== Segment start ==

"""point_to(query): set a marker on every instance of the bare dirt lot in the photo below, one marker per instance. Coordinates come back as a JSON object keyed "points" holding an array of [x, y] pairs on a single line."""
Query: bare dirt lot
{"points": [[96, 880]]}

== Segment end ==
== Segment start ==

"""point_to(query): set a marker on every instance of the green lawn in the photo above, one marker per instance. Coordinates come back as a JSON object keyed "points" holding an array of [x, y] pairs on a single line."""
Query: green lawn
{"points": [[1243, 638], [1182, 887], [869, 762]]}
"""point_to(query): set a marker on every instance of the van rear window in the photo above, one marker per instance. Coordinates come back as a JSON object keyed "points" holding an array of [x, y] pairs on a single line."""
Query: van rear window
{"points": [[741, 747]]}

== Segment end ==

▶ About this exercise:
Lines of the material may hold the string "array". Copy each one that does.

▶ Response to the exercise:
"""point_to(query): set a marker on every instance of the bare dirt lot in the photo below, one marker per instance. Coordinates come back as a JSON object keyed "points" holding an array of [x, y] pairs on a single line."""
"""point_to(query): set a marker on every instance of the green lawn in the photo above, one marker per instance. Coordinates come back as a JSON object keyed "points" holding an array of [x, y] pairs on a single line."""
"""point_to(query): set a marker on every instance of the van rear window in the photo above, one marker per instance. Coordinates come back as a JSON object keyed "points" holding an array of [x, y] pairs on a single line."""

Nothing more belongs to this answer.